Natural language region descriptions:
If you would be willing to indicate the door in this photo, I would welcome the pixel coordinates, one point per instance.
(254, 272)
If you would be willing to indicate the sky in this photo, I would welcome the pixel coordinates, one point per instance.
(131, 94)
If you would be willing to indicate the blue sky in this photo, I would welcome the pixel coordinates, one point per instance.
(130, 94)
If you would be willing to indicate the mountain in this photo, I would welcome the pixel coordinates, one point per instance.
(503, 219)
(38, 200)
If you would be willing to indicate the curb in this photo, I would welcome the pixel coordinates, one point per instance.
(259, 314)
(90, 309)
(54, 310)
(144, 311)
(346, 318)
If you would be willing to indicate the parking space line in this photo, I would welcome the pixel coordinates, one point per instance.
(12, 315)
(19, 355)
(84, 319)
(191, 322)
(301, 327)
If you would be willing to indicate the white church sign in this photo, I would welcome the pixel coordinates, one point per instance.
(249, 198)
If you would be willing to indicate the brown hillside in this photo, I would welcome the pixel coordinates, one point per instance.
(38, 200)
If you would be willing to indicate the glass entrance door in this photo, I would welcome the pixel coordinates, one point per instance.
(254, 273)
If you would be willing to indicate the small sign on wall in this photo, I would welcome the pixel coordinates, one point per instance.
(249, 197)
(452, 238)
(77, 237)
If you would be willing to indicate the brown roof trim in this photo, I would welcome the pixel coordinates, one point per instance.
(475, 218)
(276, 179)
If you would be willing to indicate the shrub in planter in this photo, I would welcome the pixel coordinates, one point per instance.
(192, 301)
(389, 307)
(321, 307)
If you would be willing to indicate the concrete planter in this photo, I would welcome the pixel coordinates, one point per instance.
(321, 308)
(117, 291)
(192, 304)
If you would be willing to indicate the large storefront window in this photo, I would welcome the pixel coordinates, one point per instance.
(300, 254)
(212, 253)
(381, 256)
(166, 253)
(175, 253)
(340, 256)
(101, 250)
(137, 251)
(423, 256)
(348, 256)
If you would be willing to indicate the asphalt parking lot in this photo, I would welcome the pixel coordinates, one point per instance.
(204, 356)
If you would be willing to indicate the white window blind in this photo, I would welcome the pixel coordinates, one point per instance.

● Assignment: Print all the data above word for word.

● Reply to the exercise:
If you would be willing to indicate the door in this photo, I would welcome the pixel coordinates, one point per instance.
(254, 272)
If you would be willing to indicate the sky in this photo, I would welcome the pixel coordinates, one point per instance.
(131, 94)
If you would be willing to indicate the blue sky in this photo, I would welcome the pixel coordinates, one point per instance.
(130, 94)
If you would be willing to indicate the mountain in this photo, I would welcome the pixel coordinates, one point per instance.
(503, 219)
(38, 200)
If you would be willing to indicate the curb in this photo, I would welcome the pixel coordinates, one point per instance.
(259, 314)
(90, 309)
(54, 310)
(144, 311)
(346, 318)
If you would be willing to indicate the parking space line in this photo, I would welcome the pixel coordinates, one point per instance.
(12, 315)
(19, 355)
(84, 319)
(191, 322)
(301, 327)
If you would be willing to indicate the white church sign in this photo, I would welcome the pixel coordinates, one point per instance.
(249, 198)
If you would be willing to indicate the brown hillside in this photo, I would welcome the pixel coordinates, one point per instance.
(38, 200)
If you would be willing to indicate the glass entrance door in this photo, I would welcome the pixel coordinates, one point per instance.
(254, 273)
If you would be willing to indicate the small sign on wall in this photo, I would welcome the pixel coordinates, one point per instance.
(249, 197)
(452, 238)
(77, 237)
If you would be willing to indicate the brown roof trim in this photo, I would welcome the pixel coordinates, one point per instance.
(475, 218)
(276, 179)
If you would be willing to indicate the shrub in planter in this photo, I would welcome the pixel coordinates, one point per instance.
(192, 301)
(389, 307)
(321, 307)
If you would be willing to indicate the concrete planter in this photo, I would welcome the pixel coordinates, one point per instance.
(321, 308)
(117, 291)
(192, 304)
If you would be willing to indicate the large storefront window in this photo, I would welcome the pixel coordinates, one point per instance.
(300, 254)
(212, 253)
(381, 256)
(166, 253)
(175, 253)
(340, 256)
(101, 250)
(137, 251)
(423, 256)
(348, 256)
If you would be willing to indicate the asphalt parking lot in this photo, I would welcome the pixel coordinates, one point per instance.
(204, 356)
If you would be willing to indicate the white window blind in this photo, I would welcome the pixel coordinates, one point per instance.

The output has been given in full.